* **Supplied passage**:
>>>>
The political crisis in the country has negatively affected businesses including car importation, hospitality sector and investor confidence at the Coast.
Players in the three main sectors driving the region’s economy said hard-line stances taken by rival politicians has created more confusion as the country gears up to the October 26 repeat polls.
They urged opposition leader Raila Odinga (Nasa) and President Uhuru Kenyatta (Jubilee) to hold talks to save the situation.
Kenya Association of Hotelkeepers and Caterers (KAHC) Coast branch executive Sam Ikwaye said political rhetoric and the ongoing protests by the opposition were destroying Kenya’s credibility as a tourist destination.
“Bad politics is not good for tourism and volatile environment is not conducive for tourists hence affecting the industry.
"Political utterances and protests have hampered investor confidence. Tourists are withholding their money until the environment is safe,” said Mr Ikwaye told the Business Daily.
He warned that if the situation persists, hotels will shut down due to lack of customers and hundreds of workers will be rendered jobless.
Mr Ikwaye said some hotels have had bookings cancelled especially conferences, adding that domestic tourism is also on the verge of collapse.
He said the region was gearing up for high peak travel season but the political uncertainty will negatively affect it.
“Kenya risks being slapped with travel advisories if the demos continue. Farmers will also be affected because they will have no market or hotel to supply their produce. My advice to Kenyans is to stop giving politicians credibility,” he said.
<<<<
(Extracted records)
>>>>
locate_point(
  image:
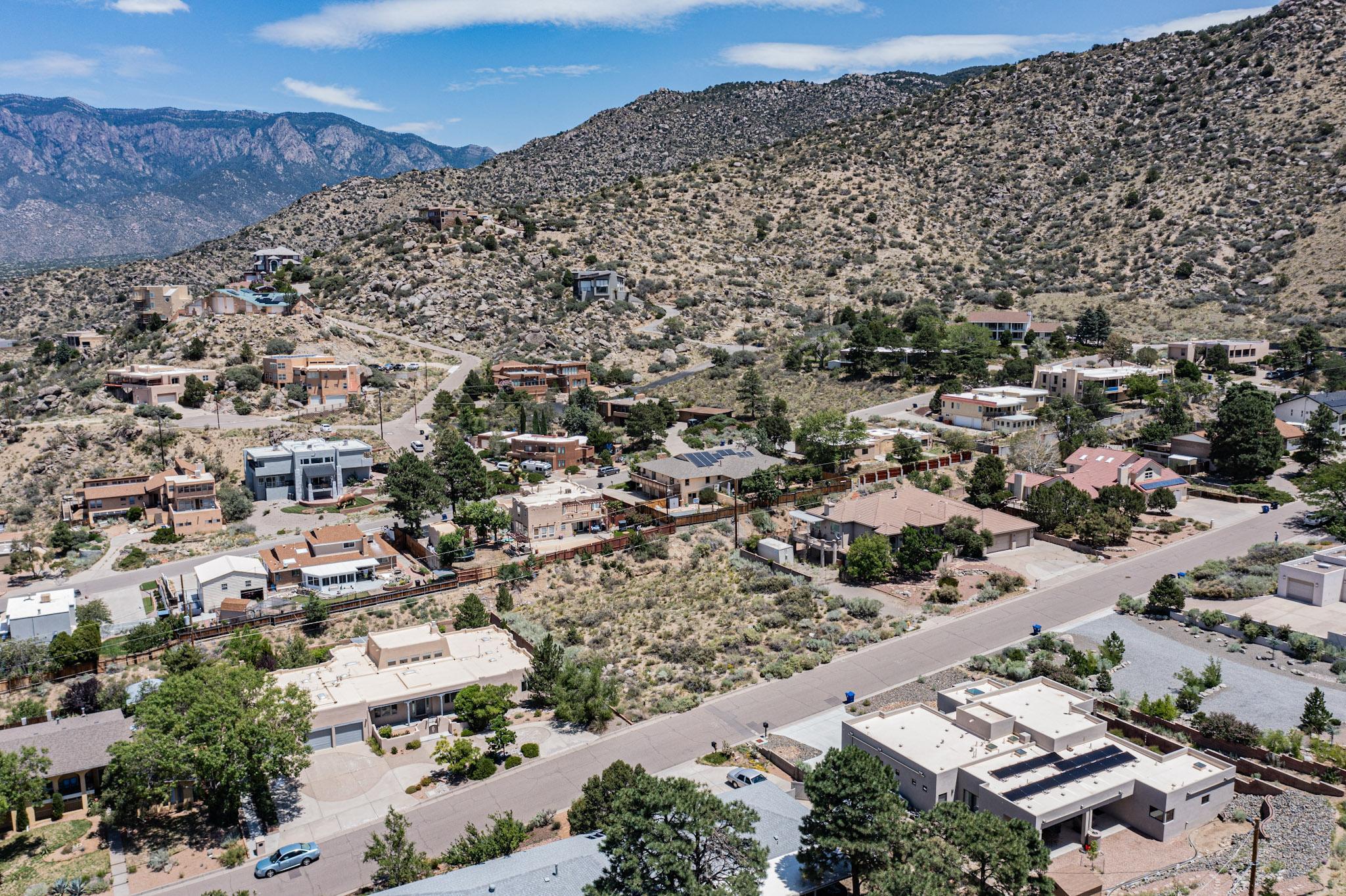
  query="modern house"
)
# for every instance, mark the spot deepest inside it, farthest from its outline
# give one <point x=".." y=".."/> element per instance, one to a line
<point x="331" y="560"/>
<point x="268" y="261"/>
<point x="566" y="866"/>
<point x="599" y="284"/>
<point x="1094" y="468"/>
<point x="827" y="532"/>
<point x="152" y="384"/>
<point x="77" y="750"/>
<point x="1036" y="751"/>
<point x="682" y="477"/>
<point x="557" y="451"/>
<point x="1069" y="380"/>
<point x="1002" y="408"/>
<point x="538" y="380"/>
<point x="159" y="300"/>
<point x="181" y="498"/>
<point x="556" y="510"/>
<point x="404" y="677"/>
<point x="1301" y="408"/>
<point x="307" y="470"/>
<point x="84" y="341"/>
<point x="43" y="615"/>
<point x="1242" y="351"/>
<<<<
* **Assignment**: In the Coast tourism passage, give the section from "Kenya Association of" to "be rendered jobless." again with "protests" replaced by "demonstrations".

* **Finished exercise**:
Kenya Association of Hotelkeepers and Caterers (KAHC) Coast branch executive Sam Ikwaye said political rhetoric and the ongoing demonstrations by the opposition were destroying Kenya’s credibility as a tourist destination.
“Bad politics is not good for tourism and volatile environment is not conducive for tourists hence affecting the industry.
"Political utterances and demonstrations have hampered investor confidence. Tourists are withholding their money until the environment is safe,” said Mr Ikwaye told the Business Daily.
He warned that if the situation persists, hotels will shut down due to lack of customers and hundreds of workers will be rendered jobless.